**SOURCE DOCUMENT:**
Begin

On Sat, Jul 13, 2013 at 1:11 PM, Borislav Stanimirov <b.stanimirov_at_[hidden]>wrote:

> Which then would allow something like:
>> world_components.for_all<book_**data>( [&]( book_data& data ){
>> data.update(
>> info ); } ); // go through the array of book_data to update them all
> I'm not sure what this is supposed to do. You could do something like
> for(auto o : objects_with_book_data) // your own array
> {
> o->get<book_data>()->update(**info);
> }
> You could also have a message called update (handled by not necessarily
> only book_data) and code:
> for(auto o : objects)
> {
> update(o, info);
> }
It's the same semantically but not on the performance side.
Also it prevent being able to update the unrelated components in parallel.

In most component system in game engines, all the components of the same
types are defined in a kind of array to allow
updating these components with one loop per component type, each update
loop being dispatched to a thread pool as a concurrent task.

Basically what I say is that your setup works and is nice and works in most
contexts, so really I'm talking about optimization opportunities.
The thing is this:

for(auto o : objects_with_book_data) // your own array

Might jump around memory in unpredictable order depending on book_data
instances location in memory, which depends on how you allocated it.
It's a problem only when you need high performance and high count of mixin
objects and components, so it's not usual, but it's usual in game engines
(and I suspect it is usual too in other high performance software - because
of the opportunity to avoid cache misses - in particular on ARM, basically
any high performance mobile application).

> What I fear is that the allocator would not be enough to allow different
>> pool/list/whatever of these components to be defined,
>> for different "contexts". I have a case where I need different "worlds" to
>> exists in parallel and components are gathered in type-specific (stable)
>> arrays.
> The allocator works like this.

End

**EXTRACTED DATA:**

Begin

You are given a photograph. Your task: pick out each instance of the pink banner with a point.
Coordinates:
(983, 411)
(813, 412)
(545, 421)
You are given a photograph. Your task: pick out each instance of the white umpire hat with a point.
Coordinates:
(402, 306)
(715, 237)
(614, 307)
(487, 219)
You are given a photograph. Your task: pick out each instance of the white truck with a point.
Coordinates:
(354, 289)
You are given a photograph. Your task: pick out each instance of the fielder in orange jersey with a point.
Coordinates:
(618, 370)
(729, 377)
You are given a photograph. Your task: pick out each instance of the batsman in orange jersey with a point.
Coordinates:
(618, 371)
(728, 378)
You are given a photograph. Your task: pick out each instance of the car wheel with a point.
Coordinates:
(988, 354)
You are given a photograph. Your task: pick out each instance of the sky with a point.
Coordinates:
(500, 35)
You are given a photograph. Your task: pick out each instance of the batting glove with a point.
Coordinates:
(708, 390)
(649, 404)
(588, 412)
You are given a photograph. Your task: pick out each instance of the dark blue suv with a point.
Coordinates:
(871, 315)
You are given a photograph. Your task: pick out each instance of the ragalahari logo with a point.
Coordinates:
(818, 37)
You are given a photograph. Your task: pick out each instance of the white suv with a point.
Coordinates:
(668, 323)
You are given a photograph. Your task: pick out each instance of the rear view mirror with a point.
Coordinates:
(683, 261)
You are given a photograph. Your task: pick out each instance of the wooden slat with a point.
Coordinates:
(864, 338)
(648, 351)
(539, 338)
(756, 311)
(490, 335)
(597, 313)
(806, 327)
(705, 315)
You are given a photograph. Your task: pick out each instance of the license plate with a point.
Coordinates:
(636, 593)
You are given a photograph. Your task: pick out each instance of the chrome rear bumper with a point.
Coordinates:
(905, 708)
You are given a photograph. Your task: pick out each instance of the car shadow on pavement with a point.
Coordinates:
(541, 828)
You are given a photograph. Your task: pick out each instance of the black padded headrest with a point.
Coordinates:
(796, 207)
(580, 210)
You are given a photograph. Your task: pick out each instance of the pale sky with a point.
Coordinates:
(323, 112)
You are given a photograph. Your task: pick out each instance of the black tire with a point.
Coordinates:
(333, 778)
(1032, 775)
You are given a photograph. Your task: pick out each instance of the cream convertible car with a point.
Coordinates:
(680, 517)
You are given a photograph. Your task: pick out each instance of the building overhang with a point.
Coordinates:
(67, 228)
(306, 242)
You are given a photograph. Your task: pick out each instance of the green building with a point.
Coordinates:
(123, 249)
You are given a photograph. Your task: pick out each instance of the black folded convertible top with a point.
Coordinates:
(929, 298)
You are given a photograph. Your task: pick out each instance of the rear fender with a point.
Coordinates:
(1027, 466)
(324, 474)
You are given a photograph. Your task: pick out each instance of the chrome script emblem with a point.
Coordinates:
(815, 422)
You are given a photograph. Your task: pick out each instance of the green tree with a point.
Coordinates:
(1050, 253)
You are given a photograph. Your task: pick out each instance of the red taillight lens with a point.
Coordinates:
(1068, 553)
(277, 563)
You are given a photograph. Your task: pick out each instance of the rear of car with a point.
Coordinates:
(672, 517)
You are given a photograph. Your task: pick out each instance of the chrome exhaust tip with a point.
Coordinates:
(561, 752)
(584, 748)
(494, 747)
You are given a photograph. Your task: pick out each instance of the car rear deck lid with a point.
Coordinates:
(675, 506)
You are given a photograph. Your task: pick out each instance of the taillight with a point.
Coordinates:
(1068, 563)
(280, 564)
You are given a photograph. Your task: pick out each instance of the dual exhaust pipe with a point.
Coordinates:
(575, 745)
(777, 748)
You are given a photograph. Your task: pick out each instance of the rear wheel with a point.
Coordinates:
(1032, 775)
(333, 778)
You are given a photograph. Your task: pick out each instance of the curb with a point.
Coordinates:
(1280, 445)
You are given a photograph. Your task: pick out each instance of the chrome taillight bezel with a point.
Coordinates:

End

**ACTIONS TO TAKE:**
**a.** How many lines in the entries contain the string "exhaust", counting case? Give only the number.
**b.** Continue the email discussion of component systems and game-engine performance, starting after its final line.

**THE RESULTS:**
**a.** 2

**b.**
> When an object is created or mutated it first allocates the array of mixin
> pointers for its mixins, then it allocates memory for each new mixin (plus
> object*) and arranges them in this array.
> You're allowed to set a global allocator that takes care for all these
> allocations, and you're also allowed to assign specific allocators per
> mixin type. For example book_data_allocator, which will take care to
> allocate memory only for mixins of type book_data.
> So if your programs often mutates a huge group of objects by adding and
> removing specific mixin to them it's a good idea to provide a specific
> allocator for that mixin type and pre-allocate the entire chunk memory.
That's what I understand, but my question was relative to the case where
you don't want all the components to be allocated in the same memory
container (pool/array/stable_vector, whatever).
To make to make it clearer: are allocators allowed to have a state, in your

Because it needs to know in which "world" pool to allocate. This assume
that the different worlds are potentially not updated in the same thread or
at the same time (which happen a lot in client/server systems).
Also it allow updating only the world you want to update when it is acive,
while keeping all the differnt worlds in memory - reducing efforts updates
when the "player" in a game can be in only one world at a time.
Basically, if I have to allocate, say, all the physics components in the
same global array, then I'll have a hard time updating only those that
correspond to a specific world, because if there is a lot of worlds
and a lot of physics objects, I'll have to go through all of them just to
update those of one world.

If I can set dynamically the allocator object, then that indeed solves all
I mentionned.

> As for your worlds example you could easily set the allocator to all
> rendering mixins to be A, and to all physics mixins to be B.
I don't understand this sentence. Do you mean different allocators per
type? If yes then that's what I understood already but not what I'm asking
for, as already described.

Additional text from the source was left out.